■ **Passage provided**:
# HTPC keyboards like the Logitech diNovo Mini



## TheJERK (Oct 20, 2006)

Has anyone used the Logitech diNovo Mini or have an opinion on any other keyboards that may be good for a HTPC?


----------



## dave29 (Feb 18, 2007)

I have one, and I loved it for the first 2 weeks, that is, until the most used "left click,ok" button stopped working. I havent returned it or traded it in yet, but I am going to get another.


----------



## BattleZone (Nov 13, 2007)

I use the diNovo Edge, and I like it a lot. I specifically wanted 3 things:

- Bluetooth
- Integrated Mouse Control (so that a separate mouse wasn't required for minor mousing)
- Relatively compact size

The Edge was the first keyboard that met all of these requirements, and I've been a fan and user of Logitech products for almost 2 decades, so I didn't feel like I was risking much. Logitech apparently had some issues with earlier Bluetooth attempts, but the Edge works as advertised.

Because it's for an HTPC, it isn't used for hours at a time, but I doubt that would be a problem. The keys are mostly short-stroke, almost laptop-style, but plenty comfortable to type on. I'm not generally a big fan of touchpads, preferring a traditional mouse, but since this keyboard was going to be primarily used from the couch, I wanted either a trackball or touchpad integrated. That way I didn't need to deal with a second device that would get lost in the couch or stepped on, or need room on the couch surface to work. Any heavy mouse-work is done remotely via Remote Desktop, so I just needed something for the occasional light webbrowsing or app launching, and the Edge does fine for that. My only complaint is that the software doesn't support disabling touchpad double-clicking, which I always disable on the laptop. But since the touchpad is on the side, it isn't as big a problem, and I can live with it.

It is very nice having the touch-sensitive volume and mute on the keyboard, and it looks fantastic in operation, though I'd have preferred blue lights to match all the other HTPC gear. The transport controls are the same keys as the function keys, with the transport labels only lighting up when the Function button is pressed, being invisible otherwise. It makes the transport controls a little less easy to use, but saves keyboard clutter, so it goes both ways.

It isn't *perfect*, but it's the closest thing I've found to what I consider perfect, and is "right" in all of the most important ways. My single biggest complaint is the high cost, but you get what you pay for, and the Edge is pretty nice.


----------



## rudeney (May 28, 2007)

I have an Auravision Wireless Presenter keyboard with a built-in trackball. The trackball and mouse buttons are on opposite top corners where your thumbs fall, making it very easy to use them when holding it (as you would when walking around as a speaker). I don't think they make them any more, but they are probably around on eBay. I like it because of the trackball. It's a bit large; about the size of a laptop keyboard, and it;s not backlit. But it does feel fairly solid.


----------



## durl (Mar 27, 2003)

■ **Records supplied**:
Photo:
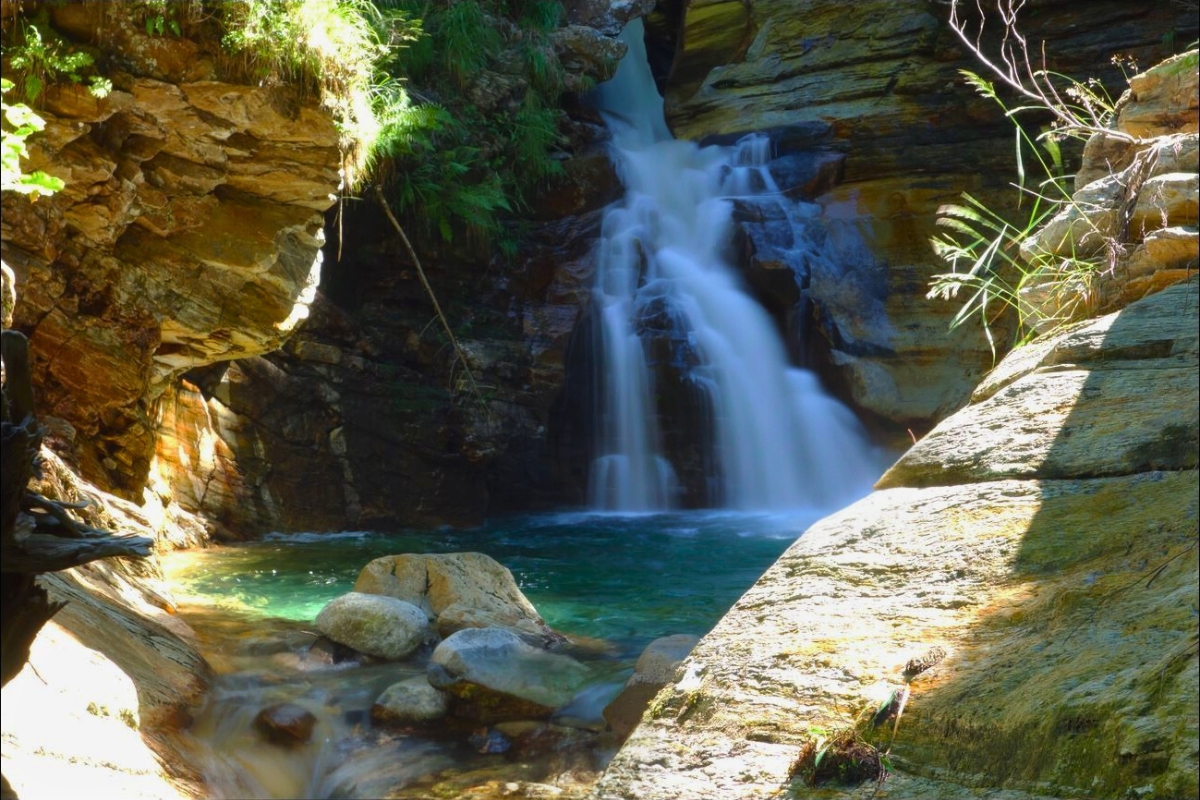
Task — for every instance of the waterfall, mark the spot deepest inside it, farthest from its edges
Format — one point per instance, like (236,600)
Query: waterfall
(777,440)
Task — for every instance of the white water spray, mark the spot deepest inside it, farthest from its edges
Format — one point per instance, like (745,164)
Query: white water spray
(779,441)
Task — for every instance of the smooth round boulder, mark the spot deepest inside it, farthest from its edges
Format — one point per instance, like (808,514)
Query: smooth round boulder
(654,669)
(492,675)
(376,625)
(409,701)
(459,590)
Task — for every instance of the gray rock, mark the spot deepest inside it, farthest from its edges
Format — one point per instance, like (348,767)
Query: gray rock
(379,626)
(409,701)
(654,669)
(493,675)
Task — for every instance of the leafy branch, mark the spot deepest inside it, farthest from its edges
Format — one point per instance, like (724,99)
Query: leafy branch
(19,124)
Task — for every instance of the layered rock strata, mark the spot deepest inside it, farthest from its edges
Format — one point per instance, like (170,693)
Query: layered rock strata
(189,233)
(1055,575)
(883,89)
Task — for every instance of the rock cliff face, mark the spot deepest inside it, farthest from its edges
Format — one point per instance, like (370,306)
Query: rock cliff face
(881,86)
(1057,576)
(189,233)
(1025,578)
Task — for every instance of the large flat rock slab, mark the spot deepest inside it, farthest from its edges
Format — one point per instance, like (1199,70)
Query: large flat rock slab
(1043,613)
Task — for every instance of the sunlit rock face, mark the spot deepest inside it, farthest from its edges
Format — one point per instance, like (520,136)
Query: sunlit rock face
(1047,573)
(883,89)
(189,233)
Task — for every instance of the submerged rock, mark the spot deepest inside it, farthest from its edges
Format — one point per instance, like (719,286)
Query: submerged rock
(460,590)
(409,701)
(496,675)
(286,723)
(654,669)
(376,625)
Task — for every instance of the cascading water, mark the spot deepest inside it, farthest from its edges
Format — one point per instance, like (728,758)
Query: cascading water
(778,441)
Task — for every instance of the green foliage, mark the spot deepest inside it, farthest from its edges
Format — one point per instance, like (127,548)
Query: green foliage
(983,248)
(457,173)
(40,58)
(19,124)
(465,38)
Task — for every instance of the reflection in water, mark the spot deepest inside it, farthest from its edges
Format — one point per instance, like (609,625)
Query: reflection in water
(625,579)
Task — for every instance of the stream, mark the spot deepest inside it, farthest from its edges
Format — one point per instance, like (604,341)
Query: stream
(613,581)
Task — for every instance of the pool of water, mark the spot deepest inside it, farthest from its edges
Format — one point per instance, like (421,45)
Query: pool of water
(623,579)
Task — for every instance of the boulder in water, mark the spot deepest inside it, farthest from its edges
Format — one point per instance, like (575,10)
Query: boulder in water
(376,625)
(286,723)
(409,701)
(460,590)
(493,675)
(654,669)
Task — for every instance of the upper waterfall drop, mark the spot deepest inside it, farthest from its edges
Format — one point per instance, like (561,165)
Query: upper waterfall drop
(777,440)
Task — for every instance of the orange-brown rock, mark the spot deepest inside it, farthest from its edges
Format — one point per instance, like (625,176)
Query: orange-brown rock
(189,233)
(882,86)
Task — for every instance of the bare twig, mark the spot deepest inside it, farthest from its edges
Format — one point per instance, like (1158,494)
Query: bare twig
(1017,70)
(429,290)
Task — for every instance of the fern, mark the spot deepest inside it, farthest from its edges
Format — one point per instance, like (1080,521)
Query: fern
(466,38)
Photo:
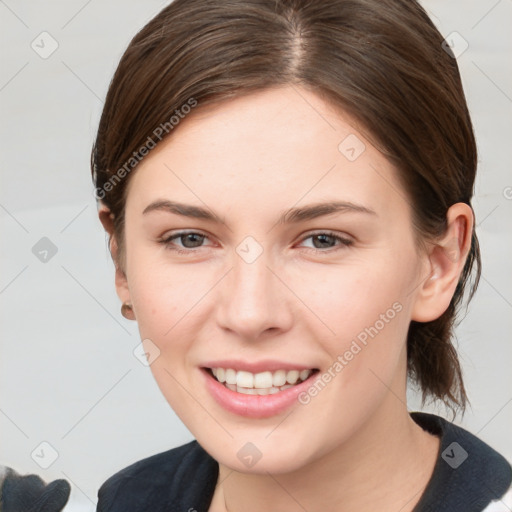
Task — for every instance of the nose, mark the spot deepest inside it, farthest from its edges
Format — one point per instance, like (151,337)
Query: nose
(254,301)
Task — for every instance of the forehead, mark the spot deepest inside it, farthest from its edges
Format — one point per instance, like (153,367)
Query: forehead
(271,149)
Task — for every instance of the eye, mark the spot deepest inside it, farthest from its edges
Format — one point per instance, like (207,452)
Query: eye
(190,240)
(326,239)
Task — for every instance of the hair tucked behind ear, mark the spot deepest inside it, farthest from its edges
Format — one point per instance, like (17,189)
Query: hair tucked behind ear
(381,61)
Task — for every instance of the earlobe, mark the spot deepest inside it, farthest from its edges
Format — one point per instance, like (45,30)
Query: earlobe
(121,281)
(444,265)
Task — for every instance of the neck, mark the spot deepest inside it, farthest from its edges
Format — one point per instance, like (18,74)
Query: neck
(385,466)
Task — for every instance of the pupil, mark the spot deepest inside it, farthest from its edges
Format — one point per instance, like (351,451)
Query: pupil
(322,237)
(190,237)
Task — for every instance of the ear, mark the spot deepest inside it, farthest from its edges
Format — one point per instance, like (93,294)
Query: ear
(121,281)
(444,264)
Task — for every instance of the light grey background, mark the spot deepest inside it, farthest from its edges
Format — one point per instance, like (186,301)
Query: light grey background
(68,375)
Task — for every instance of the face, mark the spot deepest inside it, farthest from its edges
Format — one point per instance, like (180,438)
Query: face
(302,312)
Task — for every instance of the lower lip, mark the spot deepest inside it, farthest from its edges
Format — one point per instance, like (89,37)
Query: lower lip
(254,406)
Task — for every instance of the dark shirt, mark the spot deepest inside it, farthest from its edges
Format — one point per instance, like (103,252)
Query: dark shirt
(467,477)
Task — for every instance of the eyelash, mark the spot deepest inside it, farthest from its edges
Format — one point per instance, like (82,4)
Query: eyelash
(344,242)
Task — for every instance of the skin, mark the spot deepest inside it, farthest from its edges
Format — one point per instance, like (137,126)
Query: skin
(354,445)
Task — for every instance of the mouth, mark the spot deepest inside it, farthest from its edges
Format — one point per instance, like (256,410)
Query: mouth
(262,383)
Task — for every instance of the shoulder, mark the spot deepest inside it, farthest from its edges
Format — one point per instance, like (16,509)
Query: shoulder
(468,476)
(185,475)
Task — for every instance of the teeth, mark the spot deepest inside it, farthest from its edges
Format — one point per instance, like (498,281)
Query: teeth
(263,383)
(244,379)
(279,378)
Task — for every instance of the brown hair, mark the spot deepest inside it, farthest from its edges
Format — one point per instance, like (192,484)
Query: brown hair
(381,61)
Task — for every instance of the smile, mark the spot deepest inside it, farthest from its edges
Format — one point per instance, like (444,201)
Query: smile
(266,391)
(262,383)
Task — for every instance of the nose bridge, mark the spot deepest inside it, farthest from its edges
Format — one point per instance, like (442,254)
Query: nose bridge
(252,300)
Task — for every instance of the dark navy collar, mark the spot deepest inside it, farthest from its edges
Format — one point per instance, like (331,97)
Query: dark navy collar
(467,476)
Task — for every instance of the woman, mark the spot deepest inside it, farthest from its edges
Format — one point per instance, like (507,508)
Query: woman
(287,188)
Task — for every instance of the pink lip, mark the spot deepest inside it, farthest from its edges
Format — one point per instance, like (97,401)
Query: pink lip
(254,406)
(255,367)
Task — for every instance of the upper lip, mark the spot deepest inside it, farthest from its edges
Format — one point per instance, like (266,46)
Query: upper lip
(255,366)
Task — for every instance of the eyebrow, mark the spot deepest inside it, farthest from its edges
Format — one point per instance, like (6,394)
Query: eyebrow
(293,215)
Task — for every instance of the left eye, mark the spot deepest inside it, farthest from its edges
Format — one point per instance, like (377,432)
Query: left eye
(325,239)
(191,236)
(193,240)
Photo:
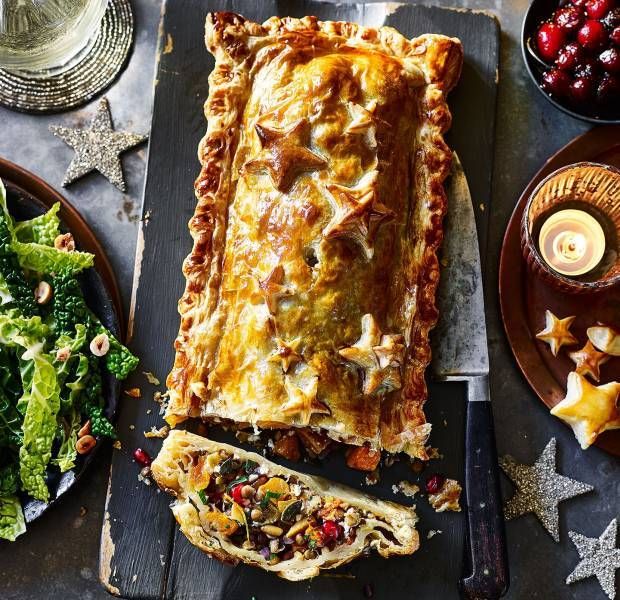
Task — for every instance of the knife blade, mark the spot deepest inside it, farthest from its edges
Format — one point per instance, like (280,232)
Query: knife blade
(460,353)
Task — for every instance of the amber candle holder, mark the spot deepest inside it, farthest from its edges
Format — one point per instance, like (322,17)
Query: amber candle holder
(570,231)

■ **List of tasks**:
1. Transcribe the HTPC keyboard thread from "I have an Auravision" up to and including "(Mar 27, 2003)".
2. Summarize the HTPC keyboard thread in three sentences.
The records are material separate from the HTPC keyboard thread.

■ **Final results**:
1.
I have an Auravision Wireless Presenter keyboard with a built-in trackball. The trackball and mouse buttons are on opposite top corners where your thumbs fall, making it very easy to use them when holding it (as you would when walking around as a speaker). I don't think they make them any more, but they are probably around on eBay. I like it because of the trackball. It's a bit large; about the size of a laptop keyboard, and it;s not backlit. But it does feel fairly solid.


----------



## durl (Mar 27, 2003)

2. A forum post asks for opinions on the Logitech diNovo Mini or other keyboards suited to an HTPC. One reply reports that the Mini's most-used button stopped working after two weeks. Another praises the diNovo Edge for its Bluetooth, integrated touchpad and compact size despite its high cost, and a third describes an Auravision Wireless Presenter keyboard with a built-in trackball that feels solid but is large and not backlit.